▶ [EXTRAIT DU DOCUMENT]:
^^^^^^^^^^^^^^^^

1L’Écoute-aux-portes, un album pour enfants de Claude Ponti, s’ouvre sur une catastrophe. Dans le ciel, les étoiles sont en désordre : suite à un étrange maléfice, elles se retrouvent alignées en rang d’oignons comme sur la bannière américaine. A la fin du conte, elles seront heureusement remises en ordre et donc réparties de façon aléatoire sur la voûte céleste.
2Il est heureux que rien ne change dans la disposition des astres, car la musica mundi, cette harmonie des sphères célestes décrite par les anciens philosophes, pourrait en être troublée. Le maléfice imaginé par Claude Ponti a en revanche bel et bien frappé la musica humana, il y a quelques décennies, lors de la péripétie de la musique sérielle.
3Après une exploration de plusieurs siècles, la musique occidentale s’était stabilisée autour d’un système musical savamment structuré, celui des tonalités. Celles-ci reposaient sur la sélection, parmi les 12 sons musicaux audibles pour une oreille occidentale, de 14 séries de 7 sons dont la distribution en tons et demi-tons déterminait le mode, majeur ou mineur. Sur les 7 sons retenus pour chaque tonalité, 2 revenaient avec une fréquence particulièrement élevée : le premier et le cinquième tons (par exemple, dans la gamme de do, le do et le sol). Le premier ton était celui de la stabilité et du repos, et le cinquième, celui de la tension et du mouvement. Toute la musique occidentale pouvait se résumer à une sorte de yin yang musical entre la tension du cinquième ton et sa résolution dans le retour à la stabilité du premier. Les autres tons et demi-tons gravitaient autour de ces deux soleils.
4Alors parut Arnold Schönberg, qui jugea les dictats du système tonal insupportables et voulut libérer la musique. Il proposa un nouveau système musical plaçant les 12 sons sur un rigoureux pied d’égalité. Pour chaque œuvre, le compositeur déterminait librement une série de 12 sons destinée, a priori, à être répétée en boucle : afin d’empêcher toute tentative sournoise de réémergence d’une tonalité, aucun son ne devait être entendu plus souvent qu’un autre. Craignant à juste titre qu’il en résultât une certaine monotonie, il décréta néanmoins la possibilité d’utiliser la série en forme rétrograde, c’est-à-dire en commençant par la fin ; en miroir, c’est-à-dire en renversant les intervalles qui composaient la série, les ascendants devenant descendants et inversement ; ou en miroir du rétrograde, c’est-à-dire selon une double inversion. La rigueur mathématique de ces manipulations était censée garantir leur intérêt musical, dans une sorte de réinterprétation dévoyée de l’antique harmonie des sphères.

^^^^^^^^^^^^^^^^

▶ [CONSIGNE A]: D'après le texte sur la musique sérielle, quels sont les deux tons qui reviennent le plus souvent dans chaque tonalité ?
▶ [CONSIGNE B]: Résumez le texte sur la musique sérielle en deux phrases.
▶ [CONSIGNE C]: Reprenez le texte sur la musique sérielle à la suite de son dernier paragraphe.
Les items qui viennent ensuite sont tirés d'une autre source que le texte sur la musique sérielle.

^^^^^^^^^^^^^^^^

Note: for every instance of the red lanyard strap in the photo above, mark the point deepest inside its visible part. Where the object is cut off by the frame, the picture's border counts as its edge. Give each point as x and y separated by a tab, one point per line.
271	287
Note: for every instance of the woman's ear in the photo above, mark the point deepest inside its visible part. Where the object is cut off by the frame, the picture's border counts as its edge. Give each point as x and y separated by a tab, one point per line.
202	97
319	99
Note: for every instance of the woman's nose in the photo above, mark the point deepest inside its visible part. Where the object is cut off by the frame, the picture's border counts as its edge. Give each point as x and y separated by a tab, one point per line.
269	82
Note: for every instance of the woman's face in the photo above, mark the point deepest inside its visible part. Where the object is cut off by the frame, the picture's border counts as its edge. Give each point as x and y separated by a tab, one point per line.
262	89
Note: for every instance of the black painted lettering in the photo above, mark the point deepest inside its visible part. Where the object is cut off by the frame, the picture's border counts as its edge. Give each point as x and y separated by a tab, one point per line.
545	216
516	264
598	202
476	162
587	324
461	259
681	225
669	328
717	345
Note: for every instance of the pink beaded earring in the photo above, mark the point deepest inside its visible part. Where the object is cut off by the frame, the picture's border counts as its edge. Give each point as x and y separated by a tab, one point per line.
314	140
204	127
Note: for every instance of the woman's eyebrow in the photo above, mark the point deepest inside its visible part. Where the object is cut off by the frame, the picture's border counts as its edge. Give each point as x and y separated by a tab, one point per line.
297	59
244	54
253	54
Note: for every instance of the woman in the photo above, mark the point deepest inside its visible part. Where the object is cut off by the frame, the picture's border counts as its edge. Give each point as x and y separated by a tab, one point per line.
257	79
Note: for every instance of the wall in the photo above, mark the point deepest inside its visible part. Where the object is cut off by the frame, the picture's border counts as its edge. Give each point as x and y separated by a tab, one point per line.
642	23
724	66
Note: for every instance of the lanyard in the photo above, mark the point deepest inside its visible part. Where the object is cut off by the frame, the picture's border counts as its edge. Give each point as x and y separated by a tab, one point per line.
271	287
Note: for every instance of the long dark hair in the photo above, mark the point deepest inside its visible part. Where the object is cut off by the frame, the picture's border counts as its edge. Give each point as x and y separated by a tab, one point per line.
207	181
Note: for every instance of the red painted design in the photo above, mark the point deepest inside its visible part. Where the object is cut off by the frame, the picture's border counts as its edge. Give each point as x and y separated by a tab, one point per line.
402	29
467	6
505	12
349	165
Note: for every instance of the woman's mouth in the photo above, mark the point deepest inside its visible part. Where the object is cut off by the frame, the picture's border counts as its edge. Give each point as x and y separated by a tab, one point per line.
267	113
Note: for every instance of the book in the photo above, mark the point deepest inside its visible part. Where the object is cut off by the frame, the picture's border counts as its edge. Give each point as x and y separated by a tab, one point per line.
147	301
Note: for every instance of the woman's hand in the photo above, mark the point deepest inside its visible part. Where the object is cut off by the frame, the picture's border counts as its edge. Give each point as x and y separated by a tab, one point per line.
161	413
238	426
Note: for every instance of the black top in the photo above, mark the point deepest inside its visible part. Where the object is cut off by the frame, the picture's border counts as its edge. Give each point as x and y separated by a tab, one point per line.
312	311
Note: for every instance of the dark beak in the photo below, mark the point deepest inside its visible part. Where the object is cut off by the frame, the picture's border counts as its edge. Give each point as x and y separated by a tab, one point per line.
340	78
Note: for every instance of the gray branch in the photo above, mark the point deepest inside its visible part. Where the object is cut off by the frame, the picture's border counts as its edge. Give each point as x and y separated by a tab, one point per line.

^^^^^^^^^^^^^^^^

▶ [RÉPONSE A]: Le premier et le cinquième ton, par exemple le do et le sol dans la gamme de do.

▶ [RÉPONSE B]: La musique occidentale s'était stabilisée autour du système tonal, qui repose sur la tension du cinquième ton et sa résolution dans la stabilité du premier. Arnold Schönberg, jugeant ce système insupportable, proposa de placer les 12 sons à égalité dans une série fixée par le compositeur, utilisable telle quelle, en rétrograde, en miroir ou en miroir du rétrograde.

▶ [RÉPONSE C]:
5Pour l’auditeur non averti, les œuvres composées selon la nouvelle méthode se présentaient comme d’intolérables cacophonies évoquant le tohu-bohu de la création du monde. Il était cependant difficile d’émettre ce genre de jugement car, comme souvent dans l’Histoire, l’ambition d’instaurer un ordre prétendument supérieur avait abouti à un totalitarisme qui n’admettait aucune critique. Par bonheur, aucune division blindée n’étant venue au secours du nouveau dogme, la musique sérielle n’a jamais réussi à remettre sérieusement en cause la musique tonale, et chacune a poursuivi son bonhomme de chemin. Confronté à un ordre des choses qu’il ne comprend pas et juge donc arbitraire, l’homme lui substitue souvent un ordre tout aussi arbitraire, mais qu’il comprend.
6Les conservateurs en concluront qu’il vaut mieux s’en tenir à l’ordre établi. D’autres, plus prudents, garderont à l’esprit que l’ordre est parfois établi de façon arbitraire, et que c’est en rétablissant le désordre qu’on retrouve l’harmonie du monde.